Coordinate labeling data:

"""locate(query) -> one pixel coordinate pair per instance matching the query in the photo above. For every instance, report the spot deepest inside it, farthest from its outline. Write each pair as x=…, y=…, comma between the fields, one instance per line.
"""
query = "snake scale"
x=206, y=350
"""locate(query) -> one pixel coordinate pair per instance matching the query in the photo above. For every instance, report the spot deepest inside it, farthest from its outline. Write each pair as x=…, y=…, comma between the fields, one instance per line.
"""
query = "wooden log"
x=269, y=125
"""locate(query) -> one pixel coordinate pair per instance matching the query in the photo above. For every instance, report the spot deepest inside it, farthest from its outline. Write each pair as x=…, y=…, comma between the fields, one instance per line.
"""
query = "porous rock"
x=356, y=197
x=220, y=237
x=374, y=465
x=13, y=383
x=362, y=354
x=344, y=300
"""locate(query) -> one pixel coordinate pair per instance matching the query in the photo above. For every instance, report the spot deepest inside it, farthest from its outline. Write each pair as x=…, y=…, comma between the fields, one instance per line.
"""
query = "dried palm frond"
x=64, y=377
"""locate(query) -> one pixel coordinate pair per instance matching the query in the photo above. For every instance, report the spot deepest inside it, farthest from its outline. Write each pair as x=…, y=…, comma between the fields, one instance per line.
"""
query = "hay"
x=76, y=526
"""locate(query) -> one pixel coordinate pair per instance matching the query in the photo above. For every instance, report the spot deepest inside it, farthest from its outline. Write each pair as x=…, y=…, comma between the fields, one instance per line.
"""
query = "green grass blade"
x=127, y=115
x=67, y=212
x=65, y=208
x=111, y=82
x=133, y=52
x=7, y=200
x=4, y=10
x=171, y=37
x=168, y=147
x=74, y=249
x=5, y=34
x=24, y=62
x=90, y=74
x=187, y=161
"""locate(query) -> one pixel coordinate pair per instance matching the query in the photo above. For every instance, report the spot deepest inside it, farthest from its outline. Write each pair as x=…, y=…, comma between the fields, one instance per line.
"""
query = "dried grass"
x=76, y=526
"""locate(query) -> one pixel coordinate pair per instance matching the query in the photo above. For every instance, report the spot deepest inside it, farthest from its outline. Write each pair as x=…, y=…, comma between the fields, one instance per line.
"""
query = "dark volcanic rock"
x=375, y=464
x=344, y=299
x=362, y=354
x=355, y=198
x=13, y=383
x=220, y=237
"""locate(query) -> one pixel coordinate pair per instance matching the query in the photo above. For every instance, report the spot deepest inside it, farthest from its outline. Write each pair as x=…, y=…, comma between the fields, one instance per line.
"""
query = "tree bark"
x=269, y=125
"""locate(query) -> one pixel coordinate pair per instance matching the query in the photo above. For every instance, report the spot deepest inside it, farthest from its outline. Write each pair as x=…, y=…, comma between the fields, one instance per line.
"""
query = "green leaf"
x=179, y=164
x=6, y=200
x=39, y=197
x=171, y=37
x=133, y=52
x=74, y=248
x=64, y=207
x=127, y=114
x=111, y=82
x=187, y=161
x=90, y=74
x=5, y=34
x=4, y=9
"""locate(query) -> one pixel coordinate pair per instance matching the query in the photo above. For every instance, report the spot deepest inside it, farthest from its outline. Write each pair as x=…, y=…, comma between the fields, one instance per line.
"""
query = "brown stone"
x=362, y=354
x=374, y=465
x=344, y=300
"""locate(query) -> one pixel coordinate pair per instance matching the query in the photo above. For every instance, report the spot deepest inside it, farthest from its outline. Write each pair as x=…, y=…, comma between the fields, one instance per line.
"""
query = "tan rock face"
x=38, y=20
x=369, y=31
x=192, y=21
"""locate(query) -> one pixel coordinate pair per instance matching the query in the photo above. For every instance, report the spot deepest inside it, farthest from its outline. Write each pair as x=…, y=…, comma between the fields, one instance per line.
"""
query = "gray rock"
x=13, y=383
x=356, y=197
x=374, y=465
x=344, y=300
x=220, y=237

Set task:
Copy the records from the start through the line containing "x=206, y=350", changing "snake scale" to "lizard scale" and leaving everything else as it is. Return only those lines.

Full output:
"""locate(query) -> one pixel coordinate pair per instance matching the query in the photo above. For every instance, report the spot deepest inside it, farthest from its outline. Write each pair as x=…, y=…, comma between the fields, one instance per line.
"""
query = "lizard scale"
x=206, y=350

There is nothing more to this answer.